• **Exercise task 1**: Using the thread on segmented pens, say whether each statement agrees with it, answering yes or no and quoting the words that decide it: (a) Robert111 had been turning pens for about six months. (b) broitblat singles out the black pen as a favorite. (c) bobjackson sends a welcome from southern Ohio.

# Segmented Pens



## Robert111 (Nov 23, 2011)

I'm a new pen turner--started about 6 months ago. I saw some pictures of segmented pens and gave it a shot. Here's some of the results:


----------



## el_d (Nov 23, 2011)

Nice segmenting.....

Interesting patterns.....


----------



## bobjackson (Nov 23, 2011)

Great job. You are already a pro. Congratulations and welcome from northern Ohio.


----------



## moke (Nov 23, 2011)

Very well done, good job.


----------



## firewhatfire (Nov 23, 2011)

Yup you got it.  I like segmented pens


----------



## broitblat (Nov 23, 2011)

Nicely done.  They are all beautiful, but I especially like the black one.

  -Barry


----------



## kenspens (Nov 23, 2011)

nice job love the design 
wait till you have been turning for a couple of years i went back and looked at my early work and  thought wow i have learned alot( thanks to this site) and alot of trial and errors!! wishing you great success  from another nyer
sincerely 
ken brown 
kenspens


----------



## alphageek (Nov 23, 2011)

• **Exercise task 2**: Format the stretch of the entries from their start through the line containing "point(231, 86)" as a numbered list, leaving out blank lines.

Coordinate annotation entries:

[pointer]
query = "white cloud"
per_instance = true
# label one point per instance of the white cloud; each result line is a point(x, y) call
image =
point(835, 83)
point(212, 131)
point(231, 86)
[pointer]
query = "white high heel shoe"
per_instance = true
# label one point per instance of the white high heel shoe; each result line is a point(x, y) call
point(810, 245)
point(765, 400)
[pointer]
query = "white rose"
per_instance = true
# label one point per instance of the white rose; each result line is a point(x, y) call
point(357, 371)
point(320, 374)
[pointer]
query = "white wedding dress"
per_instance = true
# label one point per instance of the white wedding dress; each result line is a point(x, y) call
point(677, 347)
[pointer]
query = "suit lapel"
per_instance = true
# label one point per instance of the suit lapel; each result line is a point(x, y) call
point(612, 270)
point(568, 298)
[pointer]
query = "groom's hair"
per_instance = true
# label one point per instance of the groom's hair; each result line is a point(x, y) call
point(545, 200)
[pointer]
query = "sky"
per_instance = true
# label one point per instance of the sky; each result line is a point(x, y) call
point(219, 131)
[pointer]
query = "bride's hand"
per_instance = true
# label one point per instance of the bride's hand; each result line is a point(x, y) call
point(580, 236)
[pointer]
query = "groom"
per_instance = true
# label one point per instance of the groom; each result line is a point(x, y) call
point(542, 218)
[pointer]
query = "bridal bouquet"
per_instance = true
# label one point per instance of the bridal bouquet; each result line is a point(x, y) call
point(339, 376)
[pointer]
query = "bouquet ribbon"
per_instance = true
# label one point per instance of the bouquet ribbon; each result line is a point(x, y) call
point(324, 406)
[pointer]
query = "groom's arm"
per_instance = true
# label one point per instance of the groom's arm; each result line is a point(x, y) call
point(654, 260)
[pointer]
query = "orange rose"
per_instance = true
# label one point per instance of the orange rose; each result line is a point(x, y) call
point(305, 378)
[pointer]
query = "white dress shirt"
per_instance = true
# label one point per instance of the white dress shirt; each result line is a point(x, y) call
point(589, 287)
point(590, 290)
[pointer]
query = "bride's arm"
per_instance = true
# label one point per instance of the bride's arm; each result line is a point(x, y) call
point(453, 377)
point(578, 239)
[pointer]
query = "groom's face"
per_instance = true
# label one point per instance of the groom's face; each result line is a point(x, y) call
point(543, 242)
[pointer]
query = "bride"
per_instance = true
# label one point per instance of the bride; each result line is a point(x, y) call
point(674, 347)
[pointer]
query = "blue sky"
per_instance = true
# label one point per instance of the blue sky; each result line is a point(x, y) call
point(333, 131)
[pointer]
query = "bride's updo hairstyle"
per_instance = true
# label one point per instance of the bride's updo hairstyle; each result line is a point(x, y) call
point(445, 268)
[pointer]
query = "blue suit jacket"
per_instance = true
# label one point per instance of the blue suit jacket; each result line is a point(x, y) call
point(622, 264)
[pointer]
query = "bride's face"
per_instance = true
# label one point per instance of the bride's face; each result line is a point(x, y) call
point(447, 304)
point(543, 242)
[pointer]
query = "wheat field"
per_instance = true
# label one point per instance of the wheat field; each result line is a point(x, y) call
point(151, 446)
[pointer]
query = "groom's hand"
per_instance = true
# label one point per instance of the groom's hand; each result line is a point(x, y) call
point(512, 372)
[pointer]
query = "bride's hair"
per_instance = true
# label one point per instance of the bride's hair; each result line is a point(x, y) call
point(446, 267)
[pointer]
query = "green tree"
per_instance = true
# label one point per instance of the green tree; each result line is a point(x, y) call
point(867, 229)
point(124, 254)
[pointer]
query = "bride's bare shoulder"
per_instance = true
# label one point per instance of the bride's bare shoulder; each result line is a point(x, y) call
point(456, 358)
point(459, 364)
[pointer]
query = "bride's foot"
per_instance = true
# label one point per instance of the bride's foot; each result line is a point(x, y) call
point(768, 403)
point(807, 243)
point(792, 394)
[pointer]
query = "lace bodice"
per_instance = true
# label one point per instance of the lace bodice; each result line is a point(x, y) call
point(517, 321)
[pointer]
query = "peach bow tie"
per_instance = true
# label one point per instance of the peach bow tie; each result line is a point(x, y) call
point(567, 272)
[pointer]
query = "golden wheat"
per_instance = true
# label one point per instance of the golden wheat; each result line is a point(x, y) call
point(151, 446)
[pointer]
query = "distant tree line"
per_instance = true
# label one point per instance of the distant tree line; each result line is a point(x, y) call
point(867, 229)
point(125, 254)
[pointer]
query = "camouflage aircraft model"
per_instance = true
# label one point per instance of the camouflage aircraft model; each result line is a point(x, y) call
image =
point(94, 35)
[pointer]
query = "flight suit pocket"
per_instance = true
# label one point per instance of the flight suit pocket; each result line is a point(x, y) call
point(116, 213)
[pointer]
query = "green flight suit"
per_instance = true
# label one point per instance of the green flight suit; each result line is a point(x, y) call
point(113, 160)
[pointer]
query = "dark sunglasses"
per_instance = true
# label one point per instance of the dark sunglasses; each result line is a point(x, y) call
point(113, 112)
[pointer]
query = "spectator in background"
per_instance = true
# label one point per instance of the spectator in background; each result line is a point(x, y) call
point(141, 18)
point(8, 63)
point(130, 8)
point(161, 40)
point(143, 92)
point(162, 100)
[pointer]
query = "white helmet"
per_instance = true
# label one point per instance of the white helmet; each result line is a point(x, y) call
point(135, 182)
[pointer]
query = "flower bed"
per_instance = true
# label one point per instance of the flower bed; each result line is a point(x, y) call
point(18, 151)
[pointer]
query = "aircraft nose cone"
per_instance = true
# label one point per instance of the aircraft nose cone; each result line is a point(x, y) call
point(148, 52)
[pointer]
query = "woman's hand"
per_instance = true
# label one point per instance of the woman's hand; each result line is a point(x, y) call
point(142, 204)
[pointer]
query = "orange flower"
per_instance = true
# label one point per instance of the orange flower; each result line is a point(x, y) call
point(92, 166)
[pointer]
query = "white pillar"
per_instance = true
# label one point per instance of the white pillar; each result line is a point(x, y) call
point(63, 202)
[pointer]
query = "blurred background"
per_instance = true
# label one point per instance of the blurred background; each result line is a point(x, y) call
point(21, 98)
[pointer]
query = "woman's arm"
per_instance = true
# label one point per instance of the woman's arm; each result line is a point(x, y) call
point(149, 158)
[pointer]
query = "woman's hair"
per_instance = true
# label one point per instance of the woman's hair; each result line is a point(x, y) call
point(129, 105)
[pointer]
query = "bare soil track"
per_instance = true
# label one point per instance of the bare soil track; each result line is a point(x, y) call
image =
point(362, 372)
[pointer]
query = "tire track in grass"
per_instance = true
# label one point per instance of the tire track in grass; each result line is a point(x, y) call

• **Finished answer 1**:
(a) Yes: "started about 6 months ago"
(b) Yes: "I especially like the black one."
(c) No: "welcome from northern Ohio."

• **Finished answer 2**:
1. [pointer]
2. query = "white cloud"
3. per_instance = true
4. # label one point per instance of the white cloud; each result line is a point(x, y) call
5. image =
6. point(835, 83)
7. point(212, 131)
8. point(231, 86)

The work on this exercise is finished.